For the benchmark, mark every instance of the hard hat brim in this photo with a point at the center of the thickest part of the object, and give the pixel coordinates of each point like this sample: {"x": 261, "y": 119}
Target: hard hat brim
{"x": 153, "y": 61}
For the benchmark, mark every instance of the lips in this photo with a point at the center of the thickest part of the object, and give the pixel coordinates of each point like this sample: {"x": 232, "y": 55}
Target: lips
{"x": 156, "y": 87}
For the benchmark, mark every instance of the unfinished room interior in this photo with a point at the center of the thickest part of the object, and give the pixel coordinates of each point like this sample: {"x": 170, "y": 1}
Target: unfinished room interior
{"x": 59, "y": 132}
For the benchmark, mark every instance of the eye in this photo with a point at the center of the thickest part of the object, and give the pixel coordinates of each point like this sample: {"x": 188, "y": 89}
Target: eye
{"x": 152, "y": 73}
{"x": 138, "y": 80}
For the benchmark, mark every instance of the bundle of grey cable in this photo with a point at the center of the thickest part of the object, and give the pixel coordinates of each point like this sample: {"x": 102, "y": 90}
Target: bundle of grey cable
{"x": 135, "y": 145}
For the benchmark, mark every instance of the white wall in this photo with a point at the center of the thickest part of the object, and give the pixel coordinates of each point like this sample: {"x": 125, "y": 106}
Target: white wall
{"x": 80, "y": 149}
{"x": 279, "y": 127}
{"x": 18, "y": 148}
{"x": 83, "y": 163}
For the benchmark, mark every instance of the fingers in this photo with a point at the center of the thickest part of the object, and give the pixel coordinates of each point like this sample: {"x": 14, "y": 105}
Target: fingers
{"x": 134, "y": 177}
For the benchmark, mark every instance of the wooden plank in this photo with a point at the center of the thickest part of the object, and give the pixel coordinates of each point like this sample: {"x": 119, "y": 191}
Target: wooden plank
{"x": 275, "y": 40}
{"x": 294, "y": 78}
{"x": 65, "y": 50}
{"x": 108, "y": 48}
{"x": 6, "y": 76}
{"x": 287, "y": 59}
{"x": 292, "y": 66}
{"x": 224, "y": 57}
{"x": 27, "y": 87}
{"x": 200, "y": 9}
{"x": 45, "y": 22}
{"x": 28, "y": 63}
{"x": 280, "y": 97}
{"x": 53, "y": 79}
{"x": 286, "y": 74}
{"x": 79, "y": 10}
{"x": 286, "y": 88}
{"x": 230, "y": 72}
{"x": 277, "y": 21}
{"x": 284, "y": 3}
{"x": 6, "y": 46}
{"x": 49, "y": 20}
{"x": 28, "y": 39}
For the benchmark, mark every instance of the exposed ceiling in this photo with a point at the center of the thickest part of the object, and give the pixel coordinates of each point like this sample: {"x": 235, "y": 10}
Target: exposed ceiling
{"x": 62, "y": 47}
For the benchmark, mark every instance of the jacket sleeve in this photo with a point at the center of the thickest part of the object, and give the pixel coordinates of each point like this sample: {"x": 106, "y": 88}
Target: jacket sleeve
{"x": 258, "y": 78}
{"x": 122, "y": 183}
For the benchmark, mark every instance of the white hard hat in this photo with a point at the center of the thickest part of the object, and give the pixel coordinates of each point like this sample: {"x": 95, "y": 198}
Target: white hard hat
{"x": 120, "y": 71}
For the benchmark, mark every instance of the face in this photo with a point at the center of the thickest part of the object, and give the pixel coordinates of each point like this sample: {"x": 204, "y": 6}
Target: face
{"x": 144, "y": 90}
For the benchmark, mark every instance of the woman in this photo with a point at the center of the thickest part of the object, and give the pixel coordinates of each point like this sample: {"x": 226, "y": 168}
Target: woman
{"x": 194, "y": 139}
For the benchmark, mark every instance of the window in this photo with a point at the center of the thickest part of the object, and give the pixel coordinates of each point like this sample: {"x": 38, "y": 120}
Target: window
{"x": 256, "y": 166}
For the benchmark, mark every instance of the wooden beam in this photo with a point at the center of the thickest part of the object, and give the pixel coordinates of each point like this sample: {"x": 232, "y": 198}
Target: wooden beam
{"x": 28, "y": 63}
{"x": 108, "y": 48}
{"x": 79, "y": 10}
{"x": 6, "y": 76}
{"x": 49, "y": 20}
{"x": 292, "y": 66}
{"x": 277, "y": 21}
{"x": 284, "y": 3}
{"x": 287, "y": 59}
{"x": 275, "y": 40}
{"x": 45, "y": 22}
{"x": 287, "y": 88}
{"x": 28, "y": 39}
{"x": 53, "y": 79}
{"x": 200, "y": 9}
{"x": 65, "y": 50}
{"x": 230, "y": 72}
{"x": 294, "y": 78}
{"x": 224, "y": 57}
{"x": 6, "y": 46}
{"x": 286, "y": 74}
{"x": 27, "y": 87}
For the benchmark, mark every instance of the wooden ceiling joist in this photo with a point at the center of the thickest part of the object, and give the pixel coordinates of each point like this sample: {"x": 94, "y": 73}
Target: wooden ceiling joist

================================

- [Set task]
Can you recast the data above as a Markdown table with the columns Position and Text, giving each nonblank line a row number and the line itself?

- [Task result]
| Position | Text |
|---|---|
| 1 | For the benchmark, mark every instance of the hard hat brim in this photo with a point at the center of the thickest part of the object, and give the pixel coordinates of each point like this sample: {"x": 261, "y": 119} |
| 2 | Target: hard hat brim |
| 3 | {"x": 153, "y": 61} |
| 4 | For the benchmark, mark every instance of the lips in this photo with a point at the center of the thickest part of the object, and give the pixel coordinates of each point like this sample: {"x": 232, "y": 55} |
| 5 | Target: lips |
| 6 | {"x": 156, "y": 87} |
| 7 | For the benchmark, mark every instance of the unfinished room interior in this photo with a point at the center of the thickest part of the object, and give the pixel coordinates of each point like this sample: {"x": 170, "y": 1} |
| 8 | Target: unfinished room interior |
| 9 | {"x": 59, "y": 132} |
| 10 | For the benchmark, mark every instance of the eye in this photo with a point at the center of the thickest part of the object, and give the pixel coordinates of each point like this sample: {"x": 188, "y": 89} |
| 11 | Target: eye |
| 12 | {"x": 152, "y": 73} |
| 13 | {"x": 138, "y": 80} |
| 14 | For the benchmark, mark every instance of the bundle of grey cable in this photo with a point at the center of the thickest part of the object, and give the pixel coordinates of each point like this sample: {"x": 102, "y": 90} |
| 15 | Target: bundle of grey cable |
| 16 | {"x": 135, "y": 145} |
| 17 | For the benchmark, mark every instance of the white wall in this photo with a point at the center of the thickest part of the object, and give the pixel coordinates of each point like this sample: {"x": 125, "y": 106} |
| 18 | Target: white wall |
| 19 | {"x": 80, "y": 149} |
| 20 | {"x": 279, "y": 127} |
| 21 | {"x": 18, "y": 148} |
| 22 | {"x": 83, "y": 163} |
| 23 | For the benchmark, mark every instance of the fingers in this photo with a point at the center of the thickest part of the object, and give the pixel coordinates of each point like this sample: {"x": 14, "y": 105} |
| 24 | Target: fingers |
| 25 | {"x": 134, "y": 177} |
| 26 | For the benchmark, mark every instance of the wooden plank in this photo with a point at the center of the thickest part of the object, and give the pixel coordinates of each point like this sample: {"x": 119, "y": 191} |
| 27 | Target: wooden plank |
| 28 | {"x": 275, "y": 40} |
| 29 | {"x": 294, "y": 78} |
| 30 | {"x": 65, "y": 50} |
| 31 | {"x": 108, "y": 48} |
| 32 | {"x": 6, "y": 76} |
| 33 | {"x": 287, "y": 59} |
| 34 | {"x": 292, "y": 66} |
| 35 | {"x": 224, "y": 57} |
| 36 | {"x": 27, "y": 87} |
| 37 | {"x": 200, "y": 9} |
| 38 | {"x": 45, "y": 22} |
| 39 | {"x": 28, "y": 63} |
| 40 | {"x": 280, "y": 97} |
| 41 | {"x": 53, "y": 79} |
| 42 | {"x": 286, "y": 74} |
| 43 | {"x": 79, "y": 10} |
| 44 | {"x": 286, "y": 88} |
| 45 | {"x": 230, "y": 72} |
| 46 | {"x": 277, "y": 21} |
| 47 | {"x": 284, "y": 3} |
| 48 | {"x": 6, "y": 46} |
| 49 | {"x": 49, "y": 20} |
| 50 | {"x": 28, "y": 39} |
| 51 | For the benchmark, mark every instance of the exposed ceiling in this photo with a point at the center of the thickest part of the object, and give the pixel coordinates of each point like this sample: {"x": 235, "y": 10} |
| 52 | Target: exposed ceiling |
| 53 | {"x": 62, "y": 47} |
| 54 | For the benchmark, mark every instance of the jacket sleeve in this photo with a point at the center of the thickest part of the object, and give the pixel coordinates of each point like this sample: {"x": 106, "y": 88} |
| 55 | Target: jacket sleeve |
| 56 | {"x": 258, "y": 78} |
| 57 | {"x": 122, "y": 183} |
| 58 | For the benchmark, mark every instance of the white hard hat in this photo with a point at the center of the thickest part of the object, and give the pixel coordinates of each point like this sample: {"x": 95, "y": 198} |
| 59 | Target: white hard hat |
| 60 | {"x": 120, "y": 71} |
| 61 | For the benchmark, mark every instance of the face in this photo with a point at the center of the thickest part of the object, and give the pixel coordinates of each point like this sample: {"x": 204, "y": 6} |
| 62 | Target: face |
| 63 | {"x": 144, "y": 90} |
| 64 | For the benchmark, mark every instance of the woman in this photo with a point at the center of the thickest part of the object, and give the pixel coordinates of each point like this sample: {"x": 226, "y": 168} |
| 65 | Target: woman |
| 66 | {"x": 194, "y": 139} |
| 67 | For the benchmark, mark every instance of the window in this photo with a point at the center of the thickest part of the object, and give the pixel coordinates of each point like this sample: {"x": 38, "y": 120} |
| 68 | Target: window |
| 69 | {"x": 256, "y": 166} |
| 70 | For the benchmark, mark every instance of the wooden beam in this photo with a point at the center of the thickest part of the object, and give the pixel coordinates of each point like this sample: {"x": 232, "y": 198} |
| 71 | Target: wooden beam |
| 72 | {"x": 28, "y": 63} |
| 73 | {"x": 108, "y": 48} |
| 74 | {"x": 79, "y": 10} |
| 75 | {"x": 6, "y": 76} |
| 76 | {"x": 49, "y": 20} |
| 77 | {"x": 292, "y": 66} |
| 78 | {"x": 277, "y": 21} |
| 79 | {"x": 284, "y": 3} |
| 80 | {"x": 287, "y": 59} |
| 81 | {"x": 275, "y": 40} |
| 82 | {"x": 45, "y": 22} |
| 83 | {"x": 287, "y": 88} |
| 84 | {"x": 28, "y": 39} |
| 85 | {"x": 53, "y": 79} |
| 86 | {"x": 200, "y": 9} |
| 87 | {"x": 65, "y": 50} |
| 88 | {"x": 230, "y": 72} |
| 89 | {"x": 294, "y": 78} |
| 90 | {"x": 224, "y": 57} |
| 91 | {"x": 6, "y": 46} |
| 92 | {"x": 286, "y": 74} |
| 93 | {"x": 27, "y": 87} |
| 94 | For the benchmark, mark every instance of the wooden ceiling joist in this photo with a point at the center of the thickest part of the object, and give the pixel coordinates of each point like this sample: {"x": 94, "y": 73} |
| 95 | Target: wooden ceiling joist |